__Problem description__. Retype each record below word for word, pictures excluded.

Photo-based referring expression data

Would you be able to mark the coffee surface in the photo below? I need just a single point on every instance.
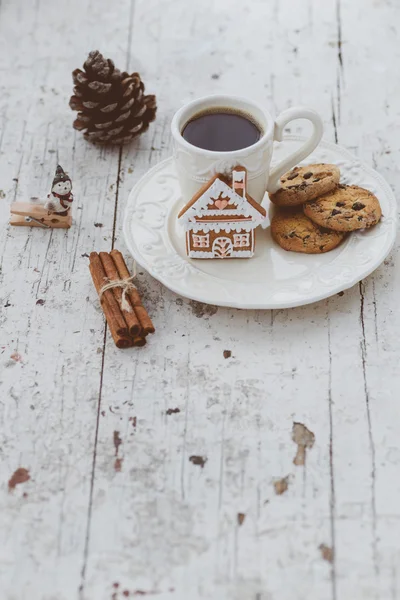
(221, 131)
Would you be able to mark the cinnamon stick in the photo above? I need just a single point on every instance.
(141, 312)
(112, 312)
(112, 274)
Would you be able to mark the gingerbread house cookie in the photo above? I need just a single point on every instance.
(221, 218)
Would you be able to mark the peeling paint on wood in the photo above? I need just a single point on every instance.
(19, 476)
(281, 485)
(198, 460)
(326, 553)
(304, 438)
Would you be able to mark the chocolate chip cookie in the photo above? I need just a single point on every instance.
(347, 208)
(302, 184)
(292, 230)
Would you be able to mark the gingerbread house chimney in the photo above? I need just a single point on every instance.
(239, 181)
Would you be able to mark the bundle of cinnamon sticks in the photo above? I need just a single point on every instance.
(126, 316)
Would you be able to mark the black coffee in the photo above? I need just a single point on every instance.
(221, 131)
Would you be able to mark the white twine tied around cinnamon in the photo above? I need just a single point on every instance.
(125, 284)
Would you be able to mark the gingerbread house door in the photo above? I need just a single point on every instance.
(222, 247)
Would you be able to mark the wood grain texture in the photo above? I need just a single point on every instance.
(154, 471)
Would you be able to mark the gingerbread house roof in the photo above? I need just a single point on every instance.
(220, 183)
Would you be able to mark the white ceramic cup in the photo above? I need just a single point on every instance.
(195, 166)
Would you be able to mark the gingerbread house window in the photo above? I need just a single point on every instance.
(201, 241)
(241, 239)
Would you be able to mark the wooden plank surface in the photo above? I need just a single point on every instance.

__Task result__.
Would you be able to mark the coffee surface in the photo below? I need just a single point on every instance.
(221, 131)
Would you be able to mark the cinnamon stick in the photo above? I need just a single point on every instance.
(141, 312)
(112, 312)
(112, 274)
Would you be able to mark the gingerbread house cookie in the photo above? I need just a single point on every instance.
(221, 218)
Would you be able to mark the peeling paint on wood in the photo above? I need just a single point on every instance.
(19, 476)
(281, 485)
(198, 460)
(326, 553)
(304, 438)
Would you be able to mark the chocolate chip cookie in the photo above? I need just a single point on every instance.
(347, 208)
(302, 184)
(292, 230)
Would you be able to mark the gingerbread house chimney in the photo above? I need just a single point on every instance.
(239, 181)
Would you be able to mark the bundle of cinnamon sticks in the photo above? I need just a single point on every instance.
(126, 316)
Would you be able to mark the black coffee in the photo above? I need just a single point on every instance.
(221, 131)
Would you be able to mark the white twine tied around cinnamon in the photo above? I need just a single point on every instance.
(125, 284)
Would you be able to mark the gingerbread house door in the photo above? I need just a single point on every instance.
(222, 247)
Would you be able to mark the wood grain texture in the photo above? I need just a single point on every instance.
(154, 471)
Would you be able to mark the gingerbread house roof in the photo above? I need just a single point on every instance.
(220, 183)
Would you be able to mark the white ceramic cup in the photo above? I need just a single point on every instance.
(195, 166)
Would you be able to mark the gingerbread house window in the photo above? I need just a single point on every instance.
(201, 241)
(241, 239)
Would you be able to mark the wooden plank surface in the photo above? I need just a single point on every instance.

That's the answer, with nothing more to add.